** Selection **
····················

# Seasonal Camping



## wiscoheels (Oct 24, 2009)

After a few trips with the 298 DW and I are considering seasonal camping. We live in WI and have considered a few camp grounds. What are some things, if you are seasonal, have done seasonal, or know of others and have learned from them -- what are some things we should be aware of as we make plans for seasonal camping as early as 2012? Cement pads for tires or is wood okay? Slide outs in when not camping or leave out until winter? We have learned some of this already but welcome thoughts from others.


----------



## mena661 (Feb 9, 2010)

I would post this over on rv.net in the "Full-time RVing" section, you'll get a lot more replies there.


----------



## luckylynn (Jan 9, 2007)

wiscoheels said:


> After a few trips with the 298 DW and I are considering seasonal camping. We live in WI and have considered a few camp grounds. What are some things, if you are seasonal, have done seasonal, or know of others and have learned from them -- what are some things we should be aware of as we make plans for seasonal camping as early as 2012? Cement pads for tires or is wood okay? Slide outs in when not camping or leave out until winter? We have learned some of this already but welcome thoughts from others.


Don't give up here ,several people on this forum have seasonal sights and will most likely sign in with some help for you. good luck

Happy Camping....luckylynn

P.S. just a thought you might ask this question in Gen. Discussion,I think I have seen the topic come up there


----------



## 14kbiz (Aug 4, 2011)

····················

** Recorded information **
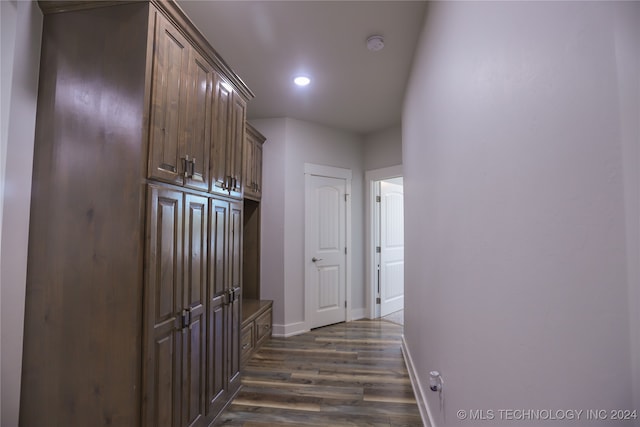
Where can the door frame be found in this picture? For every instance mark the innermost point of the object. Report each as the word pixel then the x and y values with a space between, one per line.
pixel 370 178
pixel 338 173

····················

** Tasks to carry out **
1 > In the seasonal camping thread, rewrite the first post, which begins "After a few trips with the 298", as a shorter paragraph that keeps its main facts.
2 > Answer these questions about the seasonal camping thread:
(a) In what state do the original poster and DW live?
(b) Which site and section does mena661 recommend for the question?
(c) In which part of the forum does luckylynn suggest asking?
3 > Carry on the seasonal camping thread from the point where it stops.

** Expected responses **
1 > After a few trips with the 298, the poster and DW are considering seasonal camping, possibly as early as 2012. They live in WI and have looked at a few campgrounds. They ask what current or former seasonal campers, or people who have learned from them, think they should know. Their questions include whether the tires need cement pads or whether wood is fine, and whether the slide outs should be brought in when not camping or left out until winter. They have already learned some of this but welcome other people's thoughts.

2 >
(a) WI.
(b) rv.net, in the "Full-time RVing" section.
(c) Gen. Discussion.

3 >
I had a 298RE delivered to my seasonal site this summer. I use wood under the tires but I also have about 3-4 inches of stone under that. My slides are opened in May and stay that way until mid-Oct when I close up. You can consider putting something under the sofa/dinette slide tto avoid shaking if you want. I do not get as much use from my awning as I did with my last rv. The new, electric awnings have nowhere to hookup deflappers on the sides so they sustain minimal winds and need to be retracted. I'm thinking about a more permanent roof structure next year.
One problem I did have was using a water filter on the city connection. The connection on the RV is only plastic and can't support the weight of a filter. Mine cracked in 2 days. If you use a filter buy an adapter and hook that up to the city line,then add the filter, then run your water hose to the rv.
Plan on using extra stabilizer jacks for support under the middle of the rv. The 298 is a long trailer. I added one under the door and in front of the long slide.

That's all I can think of for now. If anything else comes to mind I'll add it here.


----------



## wiscoheels (Oct 24, 2009)

Thanks for the input. I have used an 'L' adapter for the water filter and that has reduced the strain. I have also attached the filter at the faucet end. The filter I use has a flexible hose one end. Good idea about braces near the door. We have 'X-Chocks' on the wheels to stabilize the camper.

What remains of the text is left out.